Article:
┄┄┄┄┄┄┄┄┄┄

Rim Gomri invitée de Souffle inédit

Lecture de 28 min

Portrait et entretien avec la poétesse tunisienne Rim Gomri : parcours, poésie, amour, écriture et engagement pour les droits des femmes.

Rim Gomri : « Pour moi, la poésie n’est pas un simple art ni un loisir ; elle est vitale, comme une respiration de l’âme. »

POÈTES SUR TOUS LES FRONTS

Par Lazhari Labter

Depuis qu’elle a goûté à la joie incomparable des mots imprimés pour la première fois, qui sortent de l’obscurité des tiroirs pour s’offrir à la lumière des publics avec son premier recueil de poésie Les femmes sont attente, publié à Alger en 2014, Rim Gomri n’a cessé de labourer tranquillement mais sûrement « la profonde terre du verbe aimer » pour reprendre le beau vers du poète algérien Hamid Nacer-Khodja.

Diplômée de l’Institut de presse et des Sciences de l’information de Tunis d’où elle sort en 1999 avec un master qui porte sur l’expérience tunisienne à la lumière de modèles universels : Égypte, Grande-Bretagne, France. E

Forte d’une maîtrise à la fois du français, de l’anglais et de l’espagnol, elle s’engage dans le monde professionnel comme journaliste culturelle et de société dans le quotidien arabophone Essahafa (La Presse), puis à la télévision tunisienne, l’agence Tunis Afrique Presse, avant de rejoindre enfin une entreprise de téléphonie mobile comme responsable de communication en qualité de responsable de communication où elle travaille à ce jour tout en s’adonnant à sa passion : l’écriture.

┄┄┄┄┄┄┄┄┄┄

Tâche demandée A: D'après l'article, dans quelle ville et en quelle année Rim Gomri a-t-elle publié son premier recueil de poésie ?
Le listing qui suit n'a aucun rapport avec l'article.

┄┄┄┄┄┄┄┄┄┄

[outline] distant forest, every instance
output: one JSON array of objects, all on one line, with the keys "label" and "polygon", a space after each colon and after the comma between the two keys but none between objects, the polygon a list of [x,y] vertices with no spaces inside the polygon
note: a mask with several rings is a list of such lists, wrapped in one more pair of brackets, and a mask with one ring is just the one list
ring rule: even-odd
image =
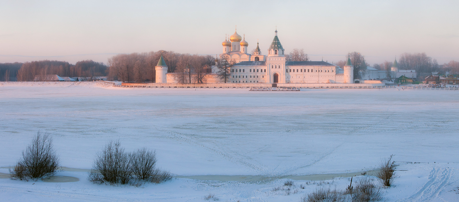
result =
[{"label": "distant forest", "polygon": [[24,63],[0,63],[0,81],[31,82],[35,75],[57,74],[60,76],[92,77],[106,76],[108,67],[103,63],[83,60],[67,62],[40,60]]},{"label": "distant forest", "polygon": [[[303,50],[295,49],[286,56],[289,61],[308,60],[308,55]],[[63,61],[48,60],[24,63],[0,63],[0,81],[32,81],[35,75],[57,74],[60,76],[69,77],[108,76],[109,80],[112,81],[154,82],[155,66],[162,55],[168,66],[168,72],[185,75],[192,70],[196,76],[202,76],[202,74],[199,72],[206,71],[203,67],[215,64],[216,58],[213,55],[191,55],[165,50],[118,54],[109,58],[107,65],[91,60],[79,61],[75,65]],[[355,68],[354,77],[358,78],[359,71],[365,69],[369,65],[363,54],[353,52],[349,55]],[[345,57],[347,60],[347,56]],[[425,53],[405,53],[397,58],[399,69],[415,70],[418,72],[418,81],[423,81],[424,77],[432,71],[444,73],[448,71],[450,74],[459,74],[459,62],[451,60],[448,63],[439,65],[436,60],[427,56]],[[375,64],[372,66],[378,70],[388,70],[393,62],[392,60],[386,60],[381,64]],[[335,64],[342,66],[345,63],[344,60]],[[184,79],[185,77],[184,76]],[[194,78],[193,80],[199,82],[200,78]]]}]

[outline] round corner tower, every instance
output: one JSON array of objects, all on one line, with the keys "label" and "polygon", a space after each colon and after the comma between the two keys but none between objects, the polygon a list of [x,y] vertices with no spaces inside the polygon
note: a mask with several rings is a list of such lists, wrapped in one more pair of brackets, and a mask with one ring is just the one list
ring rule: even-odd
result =
[{"label": "round corner tower", "polygon": [[166,74],[168,73],[168,66],[166,65],[166,61],[162,58],[162,55],[159,58],[159,61],[158,64],[155,67],[156,70],[156,82],[157,83],[167,83],[168,82]]},{"label": "round corner tower", "polygon": [[353,83],[354,80],[354,66],[351,63],[351,58],[347,57],[347,62],[343,67],[344,70],[344,83]]}]

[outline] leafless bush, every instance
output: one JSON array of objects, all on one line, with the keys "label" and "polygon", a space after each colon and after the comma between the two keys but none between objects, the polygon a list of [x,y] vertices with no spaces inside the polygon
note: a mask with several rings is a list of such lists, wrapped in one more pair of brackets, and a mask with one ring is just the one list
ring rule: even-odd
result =
[{"label": "leafless bush", "polygon": [[111,141],[97,154],[88,179],[96,183],[129,183],[139,186],[146,182],[160,183],[172,180],[170,173],[156,168],[155,151],[146,148],[124,152],[119,141]]},{"label": "leafless bush", "polygon": [[353,202],[371,202],[382,199],[379,187],[373,183],[373,180],[368,175],[359,178],[357,185],[352,190]]},{"label": "leafless bush", "polygon": [[284,183],[284,186],[293,186],[295,183],[292,180],[288,180]]},{"label": "leafless bush", "polygon": [[172,179],[168,172],[156,167],[156,153],[154,151],[142,148],[131,153],[130,158],[133,175],[138,180],[160,183]]},{"label": "leafless bush", "polygon": [[94,183],[127,184],[132,174],[129,156],[121,147],[119,140],[110,141],[96,155],[88,180]]},{"label": "leafless bush", "polygon": [[204,200],[205,200],[206,201],[208,201],[210,200],[212,200],[213,201],[218,201],[220,199],[217,197],[215,197],[215,194],[209,194],[208,195],[204,197]]},{"label": "leafless bush", "polygon": [[148,181],[154,183],[159,184],[161,182],[169,181],[172,180],[172,175],[170,173],[156,169]]},{"label": "leafless bush", "polygon": [[344,202],[346,197],[343,193],[336,190],[330,188],[317,189],[312,193],[304,195],[302,202]]},{"label": "leafless bush", "polygon": [[53,148],[53,140],[47,133],[39,131],[22,157],[10,172],[11,178],[27,180],[52,176],[57,170],[59,158]]},{"label": "leafless bush", "polygon": [[380,181],[385,186],[390,186],[395,177],[394,169],[392,168],[392,161],[393,156],[392,154],[389,158],[381,160],[379,170],[376,173],[376,177],[379,178]]},{"label": "leafless bush", "polygon": [[156,153],[146,148],[138,149],[130,155],[132,172],[138,180],[148,180],[153,175],[156,164]]}]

┄┄┄┄┄┄┄┄┄┄

Tâche demandée B: Comptez les lignes du listing qui contiennent la chaîne "corner", en tenant compte de la casse, et donnez uniquement ce nombre.

Réponse rédigée A: À Alger, en 2014.

Réponse rédigée B: 2